**Required action**
The expected output is the full set of entries, printed exactly, without pictures.

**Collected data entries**
*** Block opens ***

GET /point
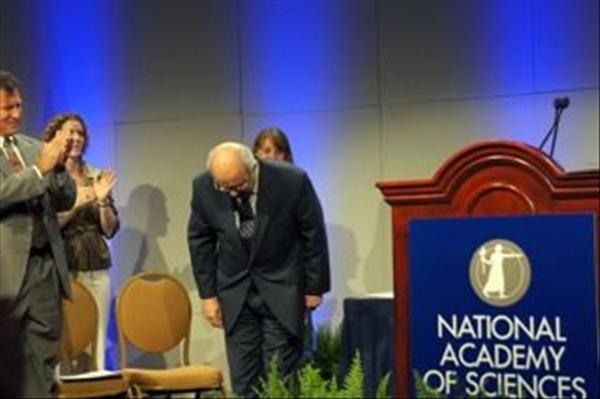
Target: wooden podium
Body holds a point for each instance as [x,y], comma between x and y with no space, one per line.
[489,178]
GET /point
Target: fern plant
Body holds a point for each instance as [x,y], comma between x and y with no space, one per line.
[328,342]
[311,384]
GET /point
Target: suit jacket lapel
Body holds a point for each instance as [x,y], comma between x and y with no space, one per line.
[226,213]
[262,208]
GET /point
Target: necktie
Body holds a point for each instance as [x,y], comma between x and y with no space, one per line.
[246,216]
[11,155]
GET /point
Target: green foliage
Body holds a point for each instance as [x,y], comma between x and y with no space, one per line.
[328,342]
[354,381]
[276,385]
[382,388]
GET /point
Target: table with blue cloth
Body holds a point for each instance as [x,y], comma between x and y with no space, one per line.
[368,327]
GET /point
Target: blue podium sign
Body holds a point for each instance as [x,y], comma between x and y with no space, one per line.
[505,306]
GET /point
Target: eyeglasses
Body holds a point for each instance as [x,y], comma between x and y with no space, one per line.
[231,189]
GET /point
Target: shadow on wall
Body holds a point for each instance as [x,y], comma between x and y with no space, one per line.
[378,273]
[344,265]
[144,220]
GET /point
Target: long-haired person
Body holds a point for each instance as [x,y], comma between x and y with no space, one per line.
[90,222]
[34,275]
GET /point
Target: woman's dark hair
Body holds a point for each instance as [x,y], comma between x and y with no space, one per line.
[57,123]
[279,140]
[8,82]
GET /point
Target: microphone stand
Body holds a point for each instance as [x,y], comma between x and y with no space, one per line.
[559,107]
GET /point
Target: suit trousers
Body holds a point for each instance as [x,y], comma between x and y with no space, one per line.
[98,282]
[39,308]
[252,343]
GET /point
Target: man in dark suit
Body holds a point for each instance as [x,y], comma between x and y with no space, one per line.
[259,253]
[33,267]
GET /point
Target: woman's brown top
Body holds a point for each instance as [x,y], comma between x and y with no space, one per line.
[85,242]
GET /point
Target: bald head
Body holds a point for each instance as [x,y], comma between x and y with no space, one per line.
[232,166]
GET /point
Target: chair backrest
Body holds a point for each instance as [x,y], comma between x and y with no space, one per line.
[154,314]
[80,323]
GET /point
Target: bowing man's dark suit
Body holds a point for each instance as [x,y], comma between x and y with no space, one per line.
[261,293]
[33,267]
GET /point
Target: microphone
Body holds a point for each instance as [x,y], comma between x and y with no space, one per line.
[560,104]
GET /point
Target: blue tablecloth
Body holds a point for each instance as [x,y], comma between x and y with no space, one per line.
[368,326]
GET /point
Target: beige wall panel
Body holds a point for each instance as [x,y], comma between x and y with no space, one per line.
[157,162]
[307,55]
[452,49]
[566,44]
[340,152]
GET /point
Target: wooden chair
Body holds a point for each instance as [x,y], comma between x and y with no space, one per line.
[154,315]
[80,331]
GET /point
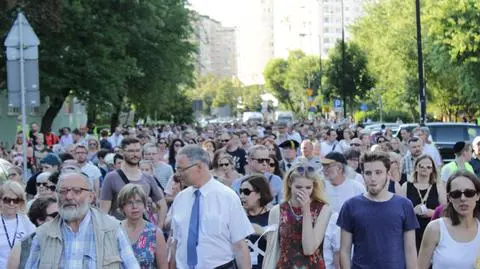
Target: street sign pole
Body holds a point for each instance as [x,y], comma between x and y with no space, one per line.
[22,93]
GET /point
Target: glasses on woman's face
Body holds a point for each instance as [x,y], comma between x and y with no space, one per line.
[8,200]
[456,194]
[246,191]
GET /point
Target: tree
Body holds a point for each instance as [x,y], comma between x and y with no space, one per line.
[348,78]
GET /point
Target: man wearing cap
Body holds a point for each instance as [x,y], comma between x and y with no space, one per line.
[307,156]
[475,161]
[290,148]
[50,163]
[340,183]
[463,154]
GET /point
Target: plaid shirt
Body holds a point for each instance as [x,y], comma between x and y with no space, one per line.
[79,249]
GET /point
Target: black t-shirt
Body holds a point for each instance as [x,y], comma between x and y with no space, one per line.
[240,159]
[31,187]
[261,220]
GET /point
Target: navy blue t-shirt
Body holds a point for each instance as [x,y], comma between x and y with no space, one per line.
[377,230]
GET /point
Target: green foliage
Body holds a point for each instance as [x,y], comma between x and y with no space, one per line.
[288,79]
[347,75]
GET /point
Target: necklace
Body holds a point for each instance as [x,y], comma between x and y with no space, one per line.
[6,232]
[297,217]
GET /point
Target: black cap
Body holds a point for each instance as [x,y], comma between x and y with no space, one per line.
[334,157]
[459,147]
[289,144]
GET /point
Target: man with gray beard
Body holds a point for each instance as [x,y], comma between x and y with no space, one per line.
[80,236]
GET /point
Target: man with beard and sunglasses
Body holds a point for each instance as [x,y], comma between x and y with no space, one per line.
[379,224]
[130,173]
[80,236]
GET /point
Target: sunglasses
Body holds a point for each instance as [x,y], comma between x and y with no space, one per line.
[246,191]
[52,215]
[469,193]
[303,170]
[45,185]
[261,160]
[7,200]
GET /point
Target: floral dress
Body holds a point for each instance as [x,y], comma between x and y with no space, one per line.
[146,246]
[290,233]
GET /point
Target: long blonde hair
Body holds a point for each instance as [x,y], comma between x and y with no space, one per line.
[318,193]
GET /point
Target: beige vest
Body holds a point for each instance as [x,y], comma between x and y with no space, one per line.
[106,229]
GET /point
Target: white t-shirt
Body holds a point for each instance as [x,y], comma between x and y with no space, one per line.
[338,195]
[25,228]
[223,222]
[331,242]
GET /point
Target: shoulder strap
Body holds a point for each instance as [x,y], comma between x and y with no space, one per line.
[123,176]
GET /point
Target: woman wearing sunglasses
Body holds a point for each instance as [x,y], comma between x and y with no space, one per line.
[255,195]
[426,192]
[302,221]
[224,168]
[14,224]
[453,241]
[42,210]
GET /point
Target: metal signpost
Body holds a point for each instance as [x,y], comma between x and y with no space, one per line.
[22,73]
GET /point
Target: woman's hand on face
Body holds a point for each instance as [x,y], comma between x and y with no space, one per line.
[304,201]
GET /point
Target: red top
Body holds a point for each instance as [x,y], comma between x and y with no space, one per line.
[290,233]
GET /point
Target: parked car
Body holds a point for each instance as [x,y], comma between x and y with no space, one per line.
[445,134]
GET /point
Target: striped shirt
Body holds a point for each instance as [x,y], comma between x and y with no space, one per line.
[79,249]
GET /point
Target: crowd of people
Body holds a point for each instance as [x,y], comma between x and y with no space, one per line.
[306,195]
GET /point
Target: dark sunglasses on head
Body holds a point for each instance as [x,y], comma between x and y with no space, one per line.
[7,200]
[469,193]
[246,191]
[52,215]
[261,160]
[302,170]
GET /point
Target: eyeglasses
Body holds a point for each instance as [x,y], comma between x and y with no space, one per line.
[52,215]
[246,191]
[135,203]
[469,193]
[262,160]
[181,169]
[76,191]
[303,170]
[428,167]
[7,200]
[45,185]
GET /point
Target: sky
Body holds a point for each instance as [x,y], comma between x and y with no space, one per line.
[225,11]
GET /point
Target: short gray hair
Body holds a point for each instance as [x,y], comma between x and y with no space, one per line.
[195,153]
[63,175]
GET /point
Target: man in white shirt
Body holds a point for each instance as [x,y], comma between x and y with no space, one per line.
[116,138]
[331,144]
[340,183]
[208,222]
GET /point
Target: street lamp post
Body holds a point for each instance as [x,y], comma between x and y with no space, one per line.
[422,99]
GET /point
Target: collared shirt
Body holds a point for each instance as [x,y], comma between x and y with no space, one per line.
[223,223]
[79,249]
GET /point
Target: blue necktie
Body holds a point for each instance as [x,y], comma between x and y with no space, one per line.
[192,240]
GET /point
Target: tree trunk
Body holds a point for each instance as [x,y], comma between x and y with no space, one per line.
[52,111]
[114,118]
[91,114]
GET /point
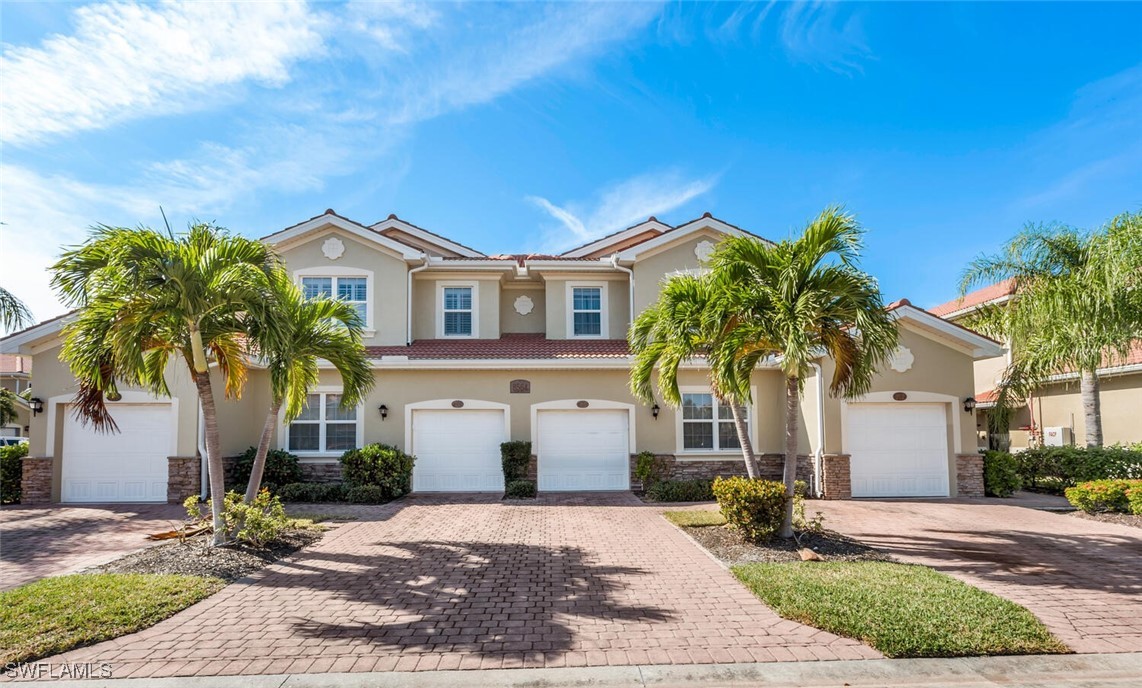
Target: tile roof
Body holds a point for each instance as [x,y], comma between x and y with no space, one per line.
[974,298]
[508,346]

*** Block closes ***

**Response area**
GET /point
Target: wooden podium
Body holds a point for each instance as [x,y], comma between x and y with no space, one per line.
[489,178]
GET /point
Target: fern plant
Body holds a point for each instance as [x,y], comma between x and y with no space, one per line.
[328,342]
[311,384]
GET /point
Target: suit jacket lapel
Body holds a point for each instance as [x,y], comma between x and y with no space, one per line.
[226,213]
[262,208]
GET /point
Target: necktie
Body holds a point for each instance as [x,y], comma between x and y with no space, one per line.
[246,216]
[11,155]
GET /point
Target: green foliage
Body holds a point for each instance as [x,y], comma between x and y with no space, one per line.
[328,342]
[354,381]
[276,385]
[382,388]
GET /point
Target: table with blue cloth
Body holds a point for each instance as [x,y], comma between x and y with no space, one per line.
[368,327]
GET /point
Target: blue podium sign
Body holds a point for each instance as [x,y], comma between x and y with no space, one per line.
[505,306]
GET /point
Target: eyeglasses
Body holds a point for each instance as [x,y], comma between x and y with no space, one per line.
[231,189]
GET /point
Target: shadow on wall
Body holds a point for each instance as [x,y], comma between x and y with no space, one per line.
[378,273]
[344,265]
[144,220]
GET /point
Target: long-haired person
Body holds a point for each instance as [x,y], comma between x and y with no space, one per line.
[90,222]
[34,275]
GET /point
Target: woman's dark hair
Body holds a point for each instance as [x,y], comma between x and y with no space, one per line.
[57,123]
[279,140]
[8,82]
GET /point
Target: microphone stand
Body holds a point for each instance as [x,y], comma between x and y with no space, one per line.
[559,107]
GET /point
Target: suit trousers
Body holds a point for each instance as [x,y], comma between x and y with no space, one per line.
[98,282]
[39,308]
[252,343]
GET /point
Target: man in dark suit
Body holds a point for each instance as [x,y], comma between x and y with no space, one per line.
[259,253]
[33,267]
GET /point
Target: woman's brown top
Body holds a point for each instance as [x,y], comma between x and y with no space, one per line.
[85,242]
GET /point
Target: bald head
Body holds a point for each instance as [x,y], comma between x and y with no space, one per line.
[232,166]
GET /point
Target: chair backrest
Body holds a point for each instance as [x,y], comma between x and y with no space, one per line.
[154,314]
[80,323]
GET /point
Target: bowing man's dark suit
Body holds a point for each instance as [x,y], comma between x and y with no space, one per line.
[261,293]
[33,267]
GET /point
Target: microphone
Body holds a point for each instance as [x,y], comma between x and y with no space, one per line.
[560,104]
GET /point
Target: blue tablecloth
Body holds a point for each instance as [x,y], comma between x and y with no space, one per line.
[368,326]
GET /point
Target: beige wall panel
Body holds a point for each instance as [x,y], comma between x and y with no space, one per line.
[157,162]
[307,55]
[452,49]
[566,44]
[340,152]
GET /point
Target: wooden chair
Body holds a point for each instance as [x,y], comma between x and y with no space, one per line.
[154,315]
[80,331]
GET /point
Target: street sign pole
Body holds a point for each instance as [x,y], comma between x and y with no space, one per line.
[22,93]
GET /point
Target: glasses on woman's face
Body holds a point for each instance as [x,y], comma between x and y with no space, one per line.
[8,200]
[456,194]
[246,191]
GET /point
Target: tree
Body holds a point for each instance as [x,y], comma between x and y with no space, one per line.
[348,78]
GET /point
Target: man wearing cap
Body holds a point for each instance as [x,y], comma between x and y with no space, one per line.
[307,156]
[475,161]
[290,148]
[50,163]
[340,183]
[463,154]
GET /point
Target: plaid shirt
Body holds a point for each instance as [x,y], comma between x and y with no space, one per line.
[79,249]
GET /point
Target: black t-shirt
Body holds a point for each instance as [x,y], comma between x and y with no space, one per line.
[240,159]
[31,187]
[261,220]
GET /point
Target: navy blue t-shirt
Body holds a point for each instance as [x,y], comma between x and y with no space, one per line.
[377,230]
GET /point
Target: green foliage
Body holds a point for each instance as [x,y], comma between x and y with no space, one per line.
[288,79]
[347,75]
GET /point
Target: necklace
Body holds a point for each instance as [x,y], comma between x and y with no space, one per line.
[6,232]
[297,217]
GET /point
Target: black cap
Body holds a point for each instance as [x,y], comma between x and y with no space, one per line.
[334,157]
[459,147]
[289,144]
GET /point
Target: man with gray beard
Body holds a point for each instance as [x,y], comma between x and y with no space, one per line.
[80,236]
GET /point
Target: man with beard and sunglasses
Body holds a point for each instance as [x,y], comma between x and y with no space, one per line.
[379,224]
[130,173]
[80,236]
GET /point
Target: sunglasses
Body holds a point for each instance as [x,y], comma between x and y with no space, one per line.
[246,191]
[52,215]
[469,193]
[303,170]
[45,185]
[261,160]
[7,200]
GET /point
Target: floral dress
Body holds a point for each instance as [x,y], comma between x and y with no space, one per line.
[146,246]
[290,233]
GET /point
Target: long blonde hair
Body holds a point for each instance as [x,y], comma between x and y with no space, one per line.
[318,193]
GET /point
Target: beige vest
Body holds a point for each instance as [x,y], comma between x and y with no space, one per line.
[106,229]
GET /point
Target: white t-shirt
Body holds a point for each instance as [x,y], comma between x and y with no space, one per line.
[338,195]
[25,228]
[223,222]
[331,242]
GET /point
Target: shoulder strap
Body holds a point for each instance as [x,y], comma between x and y with no space, one per line.
[123,176]
GET /point
Target: woman wearing sunglasses
Body holds a point for each instance as [x,y], comma between x and y with no space, one per line.
[255,195]
[426,192]
[302,221]
[224,168]
[14,224]
[453,241]
[42,210]
GET /point
Target: metal signpost
Body holds a point for each instance as [x,y], comma between x and y with no space, one per line.
[22,73]
GET /point
Target: woman's hand on face
Body holds a point for each instance as [x,y], comma between x and y with no space, one per line.
[304,201]
GET /point
Target: red top
Body holds a point for each instance as [x,y], comma between x and y with no space, one per line.
[290,233]
GET /point
Target: parked car
Body holds a point for each instance as [x,y], comma between x and y with no space, one per line.
[445,134]
GET /point
Target: striped shirt
Body holds a point for each instance as [x,y], comma between x and y with no space, one per line.
[79,249]
GET /point
Target: crowd of people
Body holds a point for each instance as [x,y], comma between x and y with no space, one per line.
[306,195]
GET /point
Target: dark sunglasses on head
Body holds a point for each instance as [x,y], comma between x and y with no space, one per line.
[7,200]
[469,193]
[246,191]
[52,215]
[261,160]
[302,170]
GET /point
Target: eyeglasses
Body holds a point for each instance as [x,y], comma between x and y with no space, one per line.
[52,215]
[246,191]
[135,203]
[469,193]
[262,160]
[181,169]
[76,191]
[303,170]
[428,167]
[7,200]
[45,185]
GET /point
Target: sky
Body holds a point for each instance as [x,y], comma between x and y with no space, one per line.
[225,11]
GET /point
Target: short gray hair
Body holds a point for each instance as [x,y], comma between x and y with no space, one per line.
[195,153]
[63,175]
GET /point
Target: man in white shirt
Body holds a point for each instance as [x,y], comma between x and y with no space, one per line.
[116,138]
[331,144]
[340,183]
[208,222]
GET /point
Target: street lamp post
Body holds a point for each instance as [x,y], comma between x and y with no space, one per line.
[422,99]
GET /point
Target: collared shirt
Body holds a point for each instance as [x,y], comma between x and y with no space, one per line.
[223,223]
[79,249]
GET /point
Target: blue necktie
Body holds a point for each instance as [x,y], comma between x and y with no space, one per line.
[192,240]
GET /point
Target: tree trunk
Body holds a point for each instance as [x,y], comma between x and y with no space, one per line.
[52,111]
[114,118]
[91,114]
GET /point
Target: tile roof
Body holds a point for each instance as [x,y], comma between x and y with no space, one per line.
[974,298]
[508,346]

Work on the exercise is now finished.